## Problem to solve
Copy out the listing between the lines holding "Can you find the side mirror?" and "[[685, 243]]", inclusive, adding 43 to every coordinate value in the answers.

---

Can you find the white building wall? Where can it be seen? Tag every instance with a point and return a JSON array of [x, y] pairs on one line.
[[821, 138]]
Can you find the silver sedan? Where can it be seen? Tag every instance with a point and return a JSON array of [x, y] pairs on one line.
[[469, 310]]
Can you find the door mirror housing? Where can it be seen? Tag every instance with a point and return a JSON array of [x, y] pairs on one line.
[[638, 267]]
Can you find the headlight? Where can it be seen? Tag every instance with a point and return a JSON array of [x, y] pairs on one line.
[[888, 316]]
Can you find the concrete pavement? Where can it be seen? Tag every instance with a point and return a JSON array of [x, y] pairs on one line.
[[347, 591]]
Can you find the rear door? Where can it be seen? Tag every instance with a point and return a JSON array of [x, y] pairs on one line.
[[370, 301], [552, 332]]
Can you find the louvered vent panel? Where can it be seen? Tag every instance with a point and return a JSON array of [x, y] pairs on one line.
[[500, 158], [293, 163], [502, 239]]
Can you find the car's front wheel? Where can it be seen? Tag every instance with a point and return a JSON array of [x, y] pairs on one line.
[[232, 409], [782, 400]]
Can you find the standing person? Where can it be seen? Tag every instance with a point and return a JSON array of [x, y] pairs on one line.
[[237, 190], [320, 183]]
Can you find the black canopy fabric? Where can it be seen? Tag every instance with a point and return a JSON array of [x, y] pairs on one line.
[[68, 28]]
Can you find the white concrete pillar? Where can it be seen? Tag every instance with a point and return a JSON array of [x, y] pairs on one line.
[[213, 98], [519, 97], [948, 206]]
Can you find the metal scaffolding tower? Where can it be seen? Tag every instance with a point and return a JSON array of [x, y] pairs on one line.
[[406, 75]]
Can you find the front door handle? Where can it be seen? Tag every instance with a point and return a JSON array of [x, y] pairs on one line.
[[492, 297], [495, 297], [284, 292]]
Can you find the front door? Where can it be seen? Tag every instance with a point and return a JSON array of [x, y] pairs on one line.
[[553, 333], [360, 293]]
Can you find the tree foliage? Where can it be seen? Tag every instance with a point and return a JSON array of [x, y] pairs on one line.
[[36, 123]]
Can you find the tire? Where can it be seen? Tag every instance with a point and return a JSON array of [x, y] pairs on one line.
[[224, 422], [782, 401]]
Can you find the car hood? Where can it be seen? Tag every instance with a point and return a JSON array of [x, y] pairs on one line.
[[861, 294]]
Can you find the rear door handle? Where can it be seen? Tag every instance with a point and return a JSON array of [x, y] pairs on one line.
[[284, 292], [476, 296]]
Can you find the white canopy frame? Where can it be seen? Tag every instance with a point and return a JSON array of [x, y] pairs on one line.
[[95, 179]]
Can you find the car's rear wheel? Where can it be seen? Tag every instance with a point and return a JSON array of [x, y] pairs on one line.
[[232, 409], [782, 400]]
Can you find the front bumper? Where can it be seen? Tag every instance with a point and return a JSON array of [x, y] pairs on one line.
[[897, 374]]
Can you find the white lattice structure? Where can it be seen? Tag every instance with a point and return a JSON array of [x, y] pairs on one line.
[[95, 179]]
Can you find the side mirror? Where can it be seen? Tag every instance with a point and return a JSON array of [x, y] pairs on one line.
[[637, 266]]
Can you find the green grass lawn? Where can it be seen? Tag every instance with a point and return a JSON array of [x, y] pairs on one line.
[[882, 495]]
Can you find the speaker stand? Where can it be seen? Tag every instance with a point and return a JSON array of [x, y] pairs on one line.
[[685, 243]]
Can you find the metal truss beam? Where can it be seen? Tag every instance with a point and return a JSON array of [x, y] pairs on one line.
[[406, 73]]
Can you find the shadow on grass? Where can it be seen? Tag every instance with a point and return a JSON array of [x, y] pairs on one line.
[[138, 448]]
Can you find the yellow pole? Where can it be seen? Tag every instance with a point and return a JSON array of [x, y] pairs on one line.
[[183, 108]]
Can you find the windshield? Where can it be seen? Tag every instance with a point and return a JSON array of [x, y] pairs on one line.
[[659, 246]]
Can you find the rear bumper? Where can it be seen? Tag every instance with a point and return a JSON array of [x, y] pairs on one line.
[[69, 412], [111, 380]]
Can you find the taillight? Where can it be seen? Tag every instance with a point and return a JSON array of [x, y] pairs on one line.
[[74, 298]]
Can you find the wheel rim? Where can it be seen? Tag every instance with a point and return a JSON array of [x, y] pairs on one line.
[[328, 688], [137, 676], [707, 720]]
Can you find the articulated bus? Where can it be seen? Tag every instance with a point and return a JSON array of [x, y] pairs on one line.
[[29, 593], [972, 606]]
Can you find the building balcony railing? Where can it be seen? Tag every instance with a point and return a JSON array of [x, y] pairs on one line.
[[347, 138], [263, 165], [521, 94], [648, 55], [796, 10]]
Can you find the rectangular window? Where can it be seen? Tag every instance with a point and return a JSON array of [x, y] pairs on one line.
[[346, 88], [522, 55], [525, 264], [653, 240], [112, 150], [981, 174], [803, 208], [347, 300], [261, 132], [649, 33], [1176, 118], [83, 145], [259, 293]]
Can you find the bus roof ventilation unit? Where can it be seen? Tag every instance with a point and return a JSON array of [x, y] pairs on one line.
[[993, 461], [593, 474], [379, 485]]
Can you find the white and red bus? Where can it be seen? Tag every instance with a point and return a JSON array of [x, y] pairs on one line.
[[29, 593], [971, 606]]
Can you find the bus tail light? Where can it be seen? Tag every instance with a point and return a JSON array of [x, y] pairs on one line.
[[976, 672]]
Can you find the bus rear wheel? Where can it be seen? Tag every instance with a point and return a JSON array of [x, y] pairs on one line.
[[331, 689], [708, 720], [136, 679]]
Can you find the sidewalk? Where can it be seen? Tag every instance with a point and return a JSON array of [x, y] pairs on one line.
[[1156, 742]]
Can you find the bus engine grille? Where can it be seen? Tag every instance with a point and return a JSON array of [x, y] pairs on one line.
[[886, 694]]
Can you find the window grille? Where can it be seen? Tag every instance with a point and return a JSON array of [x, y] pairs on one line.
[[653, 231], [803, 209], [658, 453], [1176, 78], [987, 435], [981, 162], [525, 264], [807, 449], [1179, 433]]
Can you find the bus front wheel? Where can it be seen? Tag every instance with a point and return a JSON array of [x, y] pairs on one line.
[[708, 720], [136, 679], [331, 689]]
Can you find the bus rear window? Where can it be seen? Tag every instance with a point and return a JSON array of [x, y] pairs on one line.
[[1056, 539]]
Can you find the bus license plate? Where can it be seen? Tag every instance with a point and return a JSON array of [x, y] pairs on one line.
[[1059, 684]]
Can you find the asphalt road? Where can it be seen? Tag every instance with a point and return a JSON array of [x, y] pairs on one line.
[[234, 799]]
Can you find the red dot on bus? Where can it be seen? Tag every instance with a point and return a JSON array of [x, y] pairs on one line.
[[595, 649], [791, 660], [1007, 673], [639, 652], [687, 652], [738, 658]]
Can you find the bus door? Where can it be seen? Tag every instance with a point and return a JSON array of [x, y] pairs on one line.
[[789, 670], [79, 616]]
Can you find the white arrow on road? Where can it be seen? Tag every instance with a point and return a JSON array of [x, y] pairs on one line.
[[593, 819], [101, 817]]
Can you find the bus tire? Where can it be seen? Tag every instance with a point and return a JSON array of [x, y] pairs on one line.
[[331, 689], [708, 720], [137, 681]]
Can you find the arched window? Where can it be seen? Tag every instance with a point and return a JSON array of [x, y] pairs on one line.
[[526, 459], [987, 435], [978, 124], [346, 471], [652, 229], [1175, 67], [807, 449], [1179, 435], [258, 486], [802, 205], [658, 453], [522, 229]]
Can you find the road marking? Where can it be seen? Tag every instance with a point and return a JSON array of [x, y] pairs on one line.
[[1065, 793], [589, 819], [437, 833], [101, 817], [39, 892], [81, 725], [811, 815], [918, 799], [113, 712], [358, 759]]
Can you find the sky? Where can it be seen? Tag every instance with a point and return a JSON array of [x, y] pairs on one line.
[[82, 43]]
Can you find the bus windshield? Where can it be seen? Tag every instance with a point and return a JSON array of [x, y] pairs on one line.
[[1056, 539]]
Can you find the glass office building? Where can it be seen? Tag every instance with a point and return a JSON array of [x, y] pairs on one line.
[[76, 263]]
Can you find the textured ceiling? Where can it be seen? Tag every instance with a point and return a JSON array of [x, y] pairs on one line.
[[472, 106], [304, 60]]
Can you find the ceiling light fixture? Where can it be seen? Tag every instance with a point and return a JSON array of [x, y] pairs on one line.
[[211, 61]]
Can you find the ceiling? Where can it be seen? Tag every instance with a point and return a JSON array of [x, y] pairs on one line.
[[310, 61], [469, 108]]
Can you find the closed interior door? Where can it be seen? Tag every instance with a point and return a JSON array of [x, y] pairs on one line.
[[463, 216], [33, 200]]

---

## Output below
Can you find the side mirror? Where can it be seen? Tag every instance with a point and return a JSON array of [x, y] pairs on one line.
[[680, 309]]
Can you find the green grass lawn? Where can it be seen? Tag every instance with a point and return a JSON array of [x, y] pairs on one line.
[[925, 538]]
Can you find the speaker stand? Where can it be seen? Tag every instance with a point and return a JSON array of [x, y] pairs on one line.
[[728, 286]]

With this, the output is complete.